- [ASSIGNED TASK] Exact copy required. Repeat the records, but keep the pictures out.

====== DATA FOR THE TASK ======

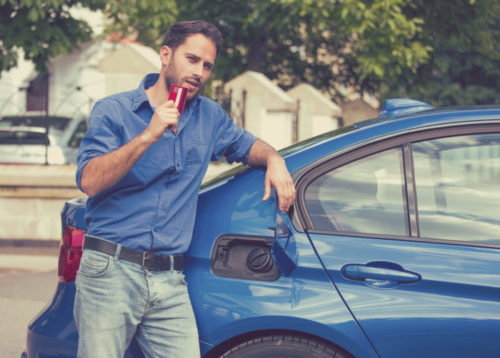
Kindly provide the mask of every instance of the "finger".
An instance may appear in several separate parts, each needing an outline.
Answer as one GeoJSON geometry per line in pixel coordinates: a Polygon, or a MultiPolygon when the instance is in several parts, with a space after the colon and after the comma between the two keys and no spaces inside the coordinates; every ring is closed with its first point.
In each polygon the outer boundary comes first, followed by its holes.
{"type": "Polygon", "coordinates": [[[170,123],[167,126],[167,129],[170,129],[172,132],[177,133],[177,124],[178,122],[170,123]]]}
{"type": "Polygon", "coordinates": [[[279,208],[282,213],[288,210],[290,208],[291,202],[290,202],[290,197],[288,195],[281,195],[279,197],[279,208]]]}
{"type": "Polygon", "coordinates": [[[264,181],[264,196],[262,197],[262,201],[266,201],[267,199],[269,199],[269,197],[271,196],[271,182],[269,181],[269,179],[265,179],[264,181]]]}
{"type": "Polygon", "coordinates": [[[281,212],[283,212],[286,207],[286,196],[284,195],[283,188],[281,186],[275,186],[275,189],[278,196],[278,208],[281,212]]]}
{"type": "Polygon", "coordinates": [[[283,211],[288,211],[290,207],[293,205],[293,201],[295,200],[295,188],[293,186],[287,185],[283,191],[282,196],[280,197],[280,209],[283,211]]]}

======

- [EXERCISE OUTPUT]
Kindly provide the mask of every instance of the "finger".
An instance may appear in several separate parts, each needing an outline.
Answer as one GeoJSON geometry per line in pixel coordinates: a Polygon, or a MultiPolygon when the instance is in several parts, with a space after the colon and after the comma between the two keys and no spaces inside the coordinates; every ring is closed with its first point.
In each polygon the outer boundary comes first, followed by its holes.
{"type": "Polygon", "coordinates": [[[170,123],[167,126],[167,129],[170,129],[172,132],[177,133],[177,124],[178,122],[170,123]]]}
{"type": "Polygon", "coordinates": [[[279,208],[282,213],[288,210],[290,208],[291,202],[290,202],[290,197],[288,195],[281,195],[279,197],[279,208]]]}
{"type": "Polygon", "coordinates": [[[264,181],[264,196],[262,197],[262,201],[266,201],[267,199],[269,199],[269,197],[271,196],[271,182],[269,181],[269,179],[265,179],[264,181]]]}
{"type": "Polygon", "coordinates": [[[281,212],[283,212],[286,207],[286,196],[284,195],[283,188],[281,186],[275,186],[275,189],[278,196],[278,208],[281,212]]]}
{"type": "Polygon", "coordinates": [[[283,211],[288,211],[290,207],[293,205],[293,201],[295,200],[295,188],[293,186],[287,185],[283,191],[282,196],[280,197],[280,209],[283,211]]]}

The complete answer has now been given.